▶ Problem description
Set out the lines running from the one containing "Question. Place one point on every instance of the table" through the end of the rows below as a numbered list, leaving out any blank lines.

▶ Data in this exercise
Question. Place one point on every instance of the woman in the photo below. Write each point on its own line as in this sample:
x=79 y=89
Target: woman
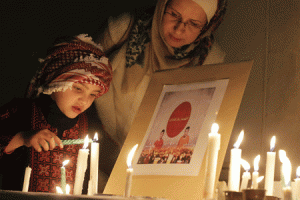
x=178 y=34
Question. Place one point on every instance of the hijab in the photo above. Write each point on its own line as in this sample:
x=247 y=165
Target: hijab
x=147 y=49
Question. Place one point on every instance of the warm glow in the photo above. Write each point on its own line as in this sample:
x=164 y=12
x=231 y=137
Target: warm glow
x=96 y=137
x=272 y=143
x=245 y=165
x=130 y=155
x=259 y=179
x=282 y=155
x=215 y=128
x=239 y=141
x=68 y=189
x=286 y=167
x=298 y=172
x=256 y=163
x=65 y=162
x=86 y=142
x=59 y=190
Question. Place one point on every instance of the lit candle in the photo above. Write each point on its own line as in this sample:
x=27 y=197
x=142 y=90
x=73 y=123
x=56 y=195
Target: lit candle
x=213 y=149
x=286 y=169
x=270 y=168
x=234 y=167
x=75 y=141
x=63 y=176
x=259 y=179
x=59 y=190
x=246 y=175
x=81 y=167
x=297 y=184
x=68 y=189
x=255 y=172
x=26 y=179
x=93 y=183
x=129 y=171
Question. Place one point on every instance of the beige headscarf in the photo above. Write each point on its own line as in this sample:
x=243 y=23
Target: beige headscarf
x=158 y=53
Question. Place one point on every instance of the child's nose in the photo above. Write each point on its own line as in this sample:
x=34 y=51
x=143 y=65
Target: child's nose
x=83 y=99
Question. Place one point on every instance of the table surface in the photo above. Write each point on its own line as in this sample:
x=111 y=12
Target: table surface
x=17 y=195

▶ The output
1. Question. Place one point on every instance of the table surface in the photo above. Write each point on its own line as in this sample:
2. x=111 y=12
3. Target: table surface
4. x=17 y=195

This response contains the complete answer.